Texte source:
══════

La troisième tentation de Satan porte également sur l’ignorance de soi, attendu que, lorsque Satan exhorte Jésus à se jeter dans le vide, sous prétexte que les anges le porteront, il lui répond : « Ne mets pas à l’épreuve le Seigneur ton Dieu » (Marc, 4-12), ce qui revient à dire qu’il ne faut point douter de Dieu, du tathagatagarbha, car en douter, ce serait perdre l’illumination, ce serait revenir à une conscience matérialiste de la nature humaine. Nous voyons donc que les trois tentations de Jésus sont des tentations visant à briser son illumination précédemment acquise, ou la conscience au moins qu’il a d’être plus que de la chair, que quelque chose existe en lui d’éternel. Un tel enjeu est naturellement essentiel pour Satan, car si Jésus avait renié sa nature essentielle et éternelle, il eût cessé d’être un guide pour les hommes et, rejetant « Dieu, il eût été un homme ordinaire, ignorant de son essence, donc incapable de dissiper les illusions du monde. Ajoutons que, à aucun moment, Jésus ne répondit avec colère à Satan, mais qu’il le fit au contraire avec toujours une grande tranquillité, de quoi nous pouvons déduire qu’il était capable de dominer le troisième poison : la colère.

L’autre interprétation possible au sujet de l’intervention de Satan dans le désert reviendrait à dire que des fantômes auraient assailli Jésus. Le bouddhisme considère que les fantômes sont des êtres qui, trop attachés à quelque chose ou à quelqu’un appartenant à leur vie terrestre passée, ont refusé de s’incarner et ont été condamnés à demeurer dans cet état de fantôme, qui est l’un des cinq chemins de la réincarnation. Or, pour peu que Jésus se fût fait de féroces ennemis dans le passé, ou que simplement certains fantômes se fussent faits les adversaires de son ambition spirituelle, et ces êtres malveillants auraient pu vouloir le tourmenter et le détourner de sa voie. On pourrait envisager aussi que Satan était un asura, un esprit démoniaque, esprit de la colère dans le bouddhisme. Quant à l’interprétation des trois tentations, elle demeure inchangée quant à elle.

══════

Contenu des données:
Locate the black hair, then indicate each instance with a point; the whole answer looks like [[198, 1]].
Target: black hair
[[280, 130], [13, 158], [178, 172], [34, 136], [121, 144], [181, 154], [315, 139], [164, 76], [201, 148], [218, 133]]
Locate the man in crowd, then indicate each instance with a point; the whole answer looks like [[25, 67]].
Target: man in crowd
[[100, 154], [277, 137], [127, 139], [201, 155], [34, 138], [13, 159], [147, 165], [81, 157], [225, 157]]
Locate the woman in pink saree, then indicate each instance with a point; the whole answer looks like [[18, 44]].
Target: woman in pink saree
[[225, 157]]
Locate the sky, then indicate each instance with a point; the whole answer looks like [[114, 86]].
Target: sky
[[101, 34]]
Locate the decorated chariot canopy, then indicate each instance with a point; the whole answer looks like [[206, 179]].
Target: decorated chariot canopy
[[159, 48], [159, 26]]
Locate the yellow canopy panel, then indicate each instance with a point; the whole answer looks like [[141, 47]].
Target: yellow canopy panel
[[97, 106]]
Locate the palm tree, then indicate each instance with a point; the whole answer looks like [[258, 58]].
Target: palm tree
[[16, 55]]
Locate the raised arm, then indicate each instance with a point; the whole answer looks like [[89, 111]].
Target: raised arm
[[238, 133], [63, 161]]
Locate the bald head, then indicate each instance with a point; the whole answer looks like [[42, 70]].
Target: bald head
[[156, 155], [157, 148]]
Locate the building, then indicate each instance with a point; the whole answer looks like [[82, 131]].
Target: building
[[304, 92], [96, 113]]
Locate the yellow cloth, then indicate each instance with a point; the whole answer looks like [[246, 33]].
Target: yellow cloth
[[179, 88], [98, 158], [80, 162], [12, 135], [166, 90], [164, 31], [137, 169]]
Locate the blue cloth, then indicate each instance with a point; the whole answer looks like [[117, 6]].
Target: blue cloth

══════

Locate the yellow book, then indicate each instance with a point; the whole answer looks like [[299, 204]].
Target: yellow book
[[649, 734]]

══════

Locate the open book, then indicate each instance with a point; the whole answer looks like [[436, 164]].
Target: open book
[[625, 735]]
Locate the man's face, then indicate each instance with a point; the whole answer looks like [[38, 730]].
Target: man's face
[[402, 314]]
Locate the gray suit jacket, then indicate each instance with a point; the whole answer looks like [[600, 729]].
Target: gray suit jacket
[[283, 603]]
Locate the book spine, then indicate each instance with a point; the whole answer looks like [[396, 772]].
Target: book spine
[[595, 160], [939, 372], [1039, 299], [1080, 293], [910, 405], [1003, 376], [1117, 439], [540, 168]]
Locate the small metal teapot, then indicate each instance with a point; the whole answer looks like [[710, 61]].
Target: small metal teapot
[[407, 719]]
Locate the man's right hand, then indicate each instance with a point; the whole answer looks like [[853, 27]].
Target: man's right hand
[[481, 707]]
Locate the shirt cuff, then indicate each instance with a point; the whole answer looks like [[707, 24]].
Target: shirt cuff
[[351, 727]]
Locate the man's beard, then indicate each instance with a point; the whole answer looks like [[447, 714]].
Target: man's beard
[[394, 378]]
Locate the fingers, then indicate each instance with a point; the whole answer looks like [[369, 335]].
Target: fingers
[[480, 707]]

══════

Recopiez sans rien changer le passage du texte source qui va de « L’autre interprétation possible » à « quant à elle. ».

L’autre interprétation possible au sujet de l’intervention de Satan dans le désert reviendrait à dire que des fantômes auraient assailli Jésus. Le bouddhisme considère que les fantômes sont des êtres qui, trop attachés à quelque chose ou à quelqu’un appartenant à leur vie terrestre passée, ont refusé de s’incarner et ont été condamnés à demeurer dans cet état de fantôme, qui est l’un des cinq chemins de la réincarnation. Or, pour peu que Jésus se fût fait de féroces ennemis dans le passé, ou que simplement certains fantômes se fussent faits les adversaires de son ambition spirituelle, et ces êtres malveillants auraient pu vouloir le tourmenter et le détourner de sa voie. On pourrait envisager aussi que Satan était un asura, un esprit démoniaque, esprit de la colère dans le bouddhisme. Quant à l’interprétation des trois tentations, elle demeure inchangée quant à elle.